(Raw records)

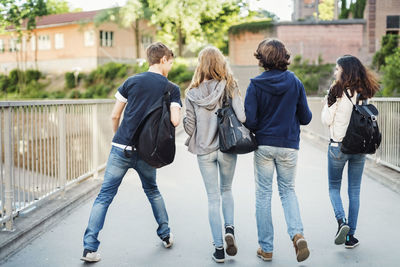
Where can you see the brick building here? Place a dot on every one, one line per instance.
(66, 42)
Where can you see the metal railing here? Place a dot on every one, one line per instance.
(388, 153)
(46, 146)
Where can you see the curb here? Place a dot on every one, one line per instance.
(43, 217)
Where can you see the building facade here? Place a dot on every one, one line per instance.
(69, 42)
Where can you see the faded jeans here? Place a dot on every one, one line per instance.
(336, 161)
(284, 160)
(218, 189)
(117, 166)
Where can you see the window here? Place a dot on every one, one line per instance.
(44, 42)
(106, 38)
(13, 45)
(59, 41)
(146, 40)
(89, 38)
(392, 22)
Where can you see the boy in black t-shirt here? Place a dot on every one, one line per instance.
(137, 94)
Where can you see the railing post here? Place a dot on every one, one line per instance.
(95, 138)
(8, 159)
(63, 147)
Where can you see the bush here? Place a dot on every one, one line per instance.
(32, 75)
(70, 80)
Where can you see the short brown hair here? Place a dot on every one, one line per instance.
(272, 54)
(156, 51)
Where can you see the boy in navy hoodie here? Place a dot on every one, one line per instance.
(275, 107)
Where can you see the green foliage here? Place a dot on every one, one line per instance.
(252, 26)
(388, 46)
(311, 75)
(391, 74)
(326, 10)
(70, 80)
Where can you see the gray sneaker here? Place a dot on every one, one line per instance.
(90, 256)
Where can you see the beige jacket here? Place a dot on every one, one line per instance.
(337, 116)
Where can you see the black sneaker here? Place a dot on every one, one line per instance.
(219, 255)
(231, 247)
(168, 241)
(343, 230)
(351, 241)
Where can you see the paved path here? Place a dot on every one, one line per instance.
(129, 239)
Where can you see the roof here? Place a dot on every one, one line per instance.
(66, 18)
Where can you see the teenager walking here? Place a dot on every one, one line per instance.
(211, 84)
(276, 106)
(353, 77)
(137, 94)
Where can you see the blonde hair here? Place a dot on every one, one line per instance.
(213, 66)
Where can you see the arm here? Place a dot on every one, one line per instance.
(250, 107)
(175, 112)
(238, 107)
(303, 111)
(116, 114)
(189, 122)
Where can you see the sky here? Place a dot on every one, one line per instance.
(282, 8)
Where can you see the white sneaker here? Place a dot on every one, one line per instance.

Your objective:
Strip out the pictures and quote the remaining data word for word.

Exercise response:
Where can you see the brick building here? Place a dot on every one, one line per instance.
(66, 42)
Where can you see the metal railing here? Place a dot on every one, one line per instance.
(388, 153)
(46, 146)
Where can you see the curb here? Place a dot on every one, one line per instance.
(43, 217)
Where can you see the building facade here? Place a dot on every one, one line per instance.
(69, 42)
Where can you see the faded jeans here? Place a dot on every one, one line per instance.
(336, 161)
(284, 160)
(218, 189)
(117, 166)
Where can you see the window here? Place a dot on every one, one line per instance.
(44, 42)
(106, 38)
(13, 45)
(59, 41)
(146, 40)
(89, 38)
(392, 22)
Where can you see the boy in black t-shirt here? Place a dot on every one, one line per instance.
(137, 94)
Where can you see the railing post here? Place a dot on every one, one line per instance.
(95, 138)
(8, 159)
(63, 147)
Where can you see the bush here? Place a dot on every one, one line per instance.
(32, 75)
(70, 80)
Where can you see the short brown hair here? Place a dot on every one, one line per instance.
(272, 54)
(156, 51)
Where can you see the boy in navy hoodie here? Place a dot on every one, one line per instance.
(275, 107)
Where can you see the green foliage here? Place a dot on every one, one line per instance.
(252, 26)
(388, 46)
(311, 75)
(391, 74)
(326, 10)
(70, 80)
Where can you see the gray sneaker here? Place a dot on every one, one line per instance.
(90, 256)
Where can you see the beige jacket here? Place a dot on every one, one line per instance.
(337, 116)
Where can you see the black sneaker here? Place a dot on every one, one line per instance.
(219, 255)
(231, 247)
(168, 241)
(343, 230)
(351, 241)
Where can you see the paved path here? Place a dot on every one, one line per instance.
(129, 239)
Where can you see the roof here? Place a dot on every one, one line per instance.
(66, 18)
Where can you see the teenager walking here? Place a dot on every one, one line per instance.
(211, 84)
(276, 106)
(353, 77)
(137, 94)
Where can you see the blonde hair here? Place a dot on every one, one line per instance.
(213, 66)
Where can you see the arm here? Place a dot on every one, one line per instance.
(250, 107)
(175, 112)
(238, 107)
(303, 111)
(116, 114)
(189, 122)
Where can you see the sky here? Place a dot on every one, one line per instance.
(282, 8)
Where can you see the white sneaker here? Place a dot on every one, one line per instance.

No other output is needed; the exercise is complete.